Text excerpt:
"""

Meat Was Available But Scarce
We know Jesus ate meat because the gospels tell us he observed the Passover, a feast to commemorate the angel of death “passing over” the Israelites before they escaped from Egypt under Moses.
Part of the Passover meal was a roast lamb. Lambs were sacrificed at the temple, then the carcass was brought home for the family or group to eat.
Jesus mentioned an egg in Luke 11:12. Acceptable fowl for food would have included chickens, ducks, geese, quail, partridge, and pigeons.
In the parable of the Prodigal Son, Jesus told of the father instructing a servant to kill a fattened calf for the feast when the wandering son came home. Fattened calves were considered delicacies for special occasions, but it’s possible Jesus would have eaten veal when dining at Matthew’s house or with Pharisees.
After his resurrection, Jesus appeared to the apostles and asked them for something to eat, to prove that he was alive bodily and not just a vision. They gave him a piece of broiled fish and he ate it. (Luke 24:42–43).
My Grandmother “Granny” as we called her, lived until she was 93 years old and passed in 1996. Her secret was the simplest of answers to keeping weight under control and living a healthy life:
Never dyed her hair (still had streaks of black) and washed her hair with ivory soap.
Consumed small portions on a small plate way before this became a way to portion control. Balanced her plate with veggies, small protein and some kind of potato.
Her main meal of the day was in the early afternoon. Allowing her body to digest the food before she fell asleep around 8 pm.
Drank black coffee and made fresh lemonade everyday. An occasional tiny glass of wine only.
Baked with fresh ingredients and cooked with plenty of love and great taste.
Fell asleep reciting the Rosary usually making it only half way until she closed her eyes and her beads fell at her side.
Forgave often and didn’t spend much time for grieving anything in life regardless of the loss of a loved one. Always stating;
“Well, that’s the way God wanted it”

"""

Data to examine:

"""

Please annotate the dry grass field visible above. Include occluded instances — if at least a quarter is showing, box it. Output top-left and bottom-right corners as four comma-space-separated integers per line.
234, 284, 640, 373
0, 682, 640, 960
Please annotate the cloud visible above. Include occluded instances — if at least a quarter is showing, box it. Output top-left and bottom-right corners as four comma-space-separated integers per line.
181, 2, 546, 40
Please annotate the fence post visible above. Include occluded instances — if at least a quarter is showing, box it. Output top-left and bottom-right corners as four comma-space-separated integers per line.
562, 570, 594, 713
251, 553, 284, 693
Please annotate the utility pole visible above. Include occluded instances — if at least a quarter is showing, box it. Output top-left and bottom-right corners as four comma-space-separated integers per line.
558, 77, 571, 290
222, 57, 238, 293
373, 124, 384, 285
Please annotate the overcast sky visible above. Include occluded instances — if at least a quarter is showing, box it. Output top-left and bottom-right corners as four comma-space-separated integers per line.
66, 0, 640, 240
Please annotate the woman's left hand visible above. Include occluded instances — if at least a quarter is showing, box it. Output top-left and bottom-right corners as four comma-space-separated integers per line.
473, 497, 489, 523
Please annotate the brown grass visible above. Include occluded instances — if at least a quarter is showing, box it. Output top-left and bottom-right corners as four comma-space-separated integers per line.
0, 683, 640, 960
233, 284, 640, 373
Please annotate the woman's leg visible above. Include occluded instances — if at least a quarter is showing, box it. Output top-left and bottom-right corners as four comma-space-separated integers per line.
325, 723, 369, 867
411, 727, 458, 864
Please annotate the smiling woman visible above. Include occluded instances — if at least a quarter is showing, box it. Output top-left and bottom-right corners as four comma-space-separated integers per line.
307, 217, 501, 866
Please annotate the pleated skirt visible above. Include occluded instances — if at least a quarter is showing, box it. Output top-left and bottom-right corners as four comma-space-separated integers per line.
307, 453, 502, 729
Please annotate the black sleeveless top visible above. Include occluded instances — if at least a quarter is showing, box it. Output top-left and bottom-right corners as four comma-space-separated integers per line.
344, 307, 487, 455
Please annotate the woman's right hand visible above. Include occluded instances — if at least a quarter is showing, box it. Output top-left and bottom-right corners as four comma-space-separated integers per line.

"""

Task details: Please sum up the text in two sentences.

Output for this exercise: The text says Jesus ate meat, pointing to the roast lamb of the Passover meal, the egg he mentioned in Luke 11:12, the fattened calf in the parable of the Prodigal Son, and the broiled fish he ate after his resurrection. It then describes a grandmother who lived to 93, ate small balanced portions with her main meal in the early afternoon, drank black coffee and fresh lemonade, baked with fresh ingredients, fell asleep reciting the Rosary, and forgave often.